== WHAT THIS EXERCISE ASKS ==
- a) In the forum thread on mixing synths with orchestra, who posted the PDF of compositional tips that the first poster remembers reading?
- b) Reproduce the forum thread on mixing synths with orchestra word for word, from "## Tanuj Tiku" to "difficult at first.".

== SOURCE TEXT ==
BEGIN
# Mixing synth elements with orchestra, need your help...



## wlotz (Jul 19, 2013)

hey guys,

I was wondering if someone here could help me and answer some questions regarding mixing synths with orchestra (hybrid). I remember reading a cool pdf Alex Pfeffer posted the other day regarding some compositional tips and tricks. One of them was about mixing non orchestral instruments with orchestra:



> if you add other ensembles to an orchestra like a rockband or a lot of synthiestuff, compress
> and limit the rockband like hell to leave space and dynamic range for the orchestra.


What I'm wondering is whether it applies to synths as well, for example low bases or sub bases. How do you normally treat this kind of elements? Do you position it on the virtual stage or in the same room as the orchestra? (reverb). When it comes to panning - do you always put low bases in the middle and narrow it as you normally do in the rock/pop productions? It's pretty much the same kind of questions when it comes to higher elements - how do you treat them in terms of reverb, compression and stage placement?

I've noticed that quite a lot of synthy elements is being placed in front of everything, feels a bit closer and louder with the orchestra being in the background and synths much more dry. Is this the way you do it or it's more a matter of taste (as with music in general 

Many thanks,
W


----------



## Tanuj Tiku (Jul 21, 2013)

Here is a post from my Facebook Cinesonique page:

I am just copy-pasting it here because it runs along the same lines and I just happened to post it there recently. 

I am not an expert, there are far better people than me present on this forum and may be they can add/subtract to this:

---------------------------------------


I have been getting a lot of questions about how to create hybrid tracks and do a nice mix. While, I am not an expert at this by any means, here are a few pointers for beginners who might find it a little difficult at first.

First of all, there are so many variables that in the end this is a lot about personal taste and what sort of hybrid elements you will be bringing into a track. I am going to just say a few things about electronic sounds used in parallel with orchestral sounds.
END
== RECORDED DATA ==
BEGIN
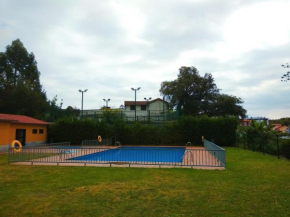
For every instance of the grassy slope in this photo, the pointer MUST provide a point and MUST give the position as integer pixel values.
END
== RESPONSES ==
- a) Alex Pfeffer

- b)
## Tanuj Tiku (Jul 21, 2013)

Here is a post from my Facebook Cinesonique page:

I am just copy-pasting it here because it runs along the same lines and I just happened to post it there recently. 

I am not an expert, there are far better people than me present on this forum and may be they can add/subtract to this:

---------------------------------------


I have been getting a lot of questions about how to create hybrid tracks and do a nice mix. While, I am not an expert at this by any means, here are a few pointers for beginners who might find it a little difficult at first.